[REQUEST]: Rewrite the stretch of rows from the start through the line that contains "982 164 L 976", replacing "lettering" with "logo" and leaving everything else unchanged. Return only those lines.

[EXTRACTED INFORMATION]:

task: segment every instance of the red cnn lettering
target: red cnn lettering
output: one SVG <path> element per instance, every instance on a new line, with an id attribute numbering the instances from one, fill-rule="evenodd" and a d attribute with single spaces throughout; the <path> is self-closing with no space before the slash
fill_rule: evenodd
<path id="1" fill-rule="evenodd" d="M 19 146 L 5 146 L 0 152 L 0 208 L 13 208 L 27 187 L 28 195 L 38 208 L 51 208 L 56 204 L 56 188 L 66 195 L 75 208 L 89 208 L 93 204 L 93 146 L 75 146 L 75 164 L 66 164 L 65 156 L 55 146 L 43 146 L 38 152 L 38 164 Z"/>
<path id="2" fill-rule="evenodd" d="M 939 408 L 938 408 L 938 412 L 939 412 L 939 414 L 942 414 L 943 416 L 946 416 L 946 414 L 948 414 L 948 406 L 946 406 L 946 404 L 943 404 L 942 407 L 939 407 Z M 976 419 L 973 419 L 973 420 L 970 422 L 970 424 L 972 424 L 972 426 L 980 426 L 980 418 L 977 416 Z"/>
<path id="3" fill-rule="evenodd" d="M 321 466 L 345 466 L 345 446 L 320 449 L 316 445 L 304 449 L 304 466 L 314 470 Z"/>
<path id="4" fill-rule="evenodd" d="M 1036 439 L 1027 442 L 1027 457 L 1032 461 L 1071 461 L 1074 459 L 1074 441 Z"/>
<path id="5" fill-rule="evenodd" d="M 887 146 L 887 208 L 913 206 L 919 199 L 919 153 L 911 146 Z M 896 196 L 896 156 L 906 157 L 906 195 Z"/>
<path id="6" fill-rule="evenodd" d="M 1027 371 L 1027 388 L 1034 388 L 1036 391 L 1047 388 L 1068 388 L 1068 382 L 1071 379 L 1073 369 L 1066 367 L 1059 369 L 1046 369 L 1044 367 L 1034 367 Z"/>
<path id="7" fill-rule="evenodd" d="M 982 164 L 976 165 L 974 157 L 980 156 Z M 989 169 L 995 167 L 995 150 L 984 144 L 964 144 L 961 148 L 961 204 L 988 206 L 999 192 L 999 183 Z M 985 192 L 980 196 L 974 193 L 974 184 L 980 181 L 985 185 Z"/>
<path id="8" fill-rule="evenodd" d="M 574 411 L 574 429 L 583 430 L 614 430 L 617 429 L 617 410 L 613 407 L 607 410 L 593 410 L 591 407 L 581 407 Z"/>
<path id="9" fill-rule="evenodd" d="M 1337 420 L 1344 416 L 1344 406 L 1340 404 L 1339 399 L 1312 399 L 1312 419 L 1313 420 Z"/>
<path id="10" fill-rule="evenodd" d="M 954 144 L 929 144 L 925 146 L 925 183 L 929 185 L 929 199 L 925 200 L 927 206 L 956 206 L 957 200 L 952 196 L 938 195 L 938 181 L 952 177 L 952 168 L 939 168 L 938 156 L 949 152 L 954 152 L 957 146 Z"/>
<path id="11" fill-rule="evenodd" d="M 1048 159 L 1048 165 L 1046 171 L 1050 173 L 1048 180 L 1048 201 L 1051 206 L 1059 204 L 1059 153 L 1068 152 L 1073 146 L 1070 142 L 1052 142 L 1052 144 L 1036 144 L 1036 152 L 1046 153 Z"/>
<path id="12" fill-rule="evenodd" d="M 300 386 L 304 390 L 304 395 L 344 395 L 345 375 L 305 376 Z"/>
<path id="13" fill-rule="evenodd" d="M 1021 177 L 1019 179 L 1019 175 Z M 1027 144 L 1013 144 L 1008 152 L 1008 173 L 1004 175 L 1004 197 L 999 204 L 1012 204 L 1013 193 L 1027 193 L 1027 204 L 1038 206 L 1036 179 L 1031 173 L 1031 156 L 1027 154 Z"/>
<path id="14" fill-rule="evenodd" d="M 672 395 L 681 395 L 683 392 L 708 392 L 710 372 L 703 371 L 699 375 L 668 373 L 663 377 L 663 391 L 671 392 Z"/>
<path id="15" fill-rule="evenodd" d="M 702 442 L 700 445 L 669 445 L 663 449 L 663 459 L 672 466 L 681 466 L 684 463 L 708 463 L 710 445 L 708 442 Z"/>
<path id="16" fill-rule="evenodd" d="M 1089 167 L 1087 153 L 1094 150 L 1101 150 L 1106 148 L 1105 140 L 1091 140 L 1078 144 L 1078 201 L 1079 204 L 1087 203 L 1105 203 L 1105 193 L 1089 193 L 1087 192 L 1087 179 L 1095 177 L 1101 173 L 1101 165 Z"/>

[OUTPUT FOR THIS EXERCISE]:
task: segment every instance of the red cnn logo
target: red cnn logo
output: one SVG <path> element per instance, every instance on a new line, with an id attribute numbering the instances from one, fill-rule="evenodd" and a d attribute with single spaces throughout; the <path> is self-closing with no space before the slash
fill_rule: evenodd
<path id="1" fill-rule="evenodd" d="M 19 146 L 5 146 L 0 152 L 0 208 L 13 208 L 27 187 L 28 195 L 38 208 L 51 208 L 56 204 L 56 188 L 66 195 L 75 208 L 89 208 L 93 204 L 93 146 L 75 146 L 75 164 L 66 164 L 65 156 L 55 146 L 43 146 L 38 152 L 38 164 Z"/>
<path id="2" fill-rule="evenodd" d="M 939 408 L 938 408 L 938 412 L 939 412 L 939 414 L 942 414 L 943 416 L 946 416 L 946 414 L 948 414 L 948 406 L 946 406 L 946 404 L 943 404 L 942 407 L 939 407 Z M 976 419 L 973 419 L 973 420 L 970 422 L 970 424 L 972 424 L 972 426 L 980 426 L 980 418 L 977 416 Z"/>
<path id="3" fill-rule="evenodd" d="M 321 466 L 345 466 L 345 446 L 320 449 L 316 445 L 304 449 L 304 466 L 314 470 Z"/>
<path id="4" fill-rule="evenodd" d="M 1036 439 L 1027 442 L 1027 457 L 1032 461 L 1071 461 L 1074 459 L 1074 441 Z"/>
<path id="5" fill-rule="evenodd" d="M 887 146 L 887 208 L 913 206 L 919 199 L 919 153 L 911 146 Z M 896 196 L 896 156 L 906 157 L 906 195 Z"/>
<path id="6" fill-rule="evenodd" d="M 1027 371 L 1027 388 L 1034 388 L 1036 391 L 1047 388 L 1068 388 L 1068 382 L 1071 379 L 1073 369 L 1066 367 L 1059 369 L 1046 369 L 1044 367 L 1034 367 Z"/>
<path id="7" fill-rule="evenodd" d="M 982 164 L 976 165 L 974 157 L 980 156 Z M 989 169 L 995 167 L 995 150 L 984 144 L 964 144 L 961 148 L 961 204 L 988 206 L 999 192 L 999 183 Z M 985 192 L 980 196 L 974 193 L 974 184 L 980 181 L 985 185 Z"/>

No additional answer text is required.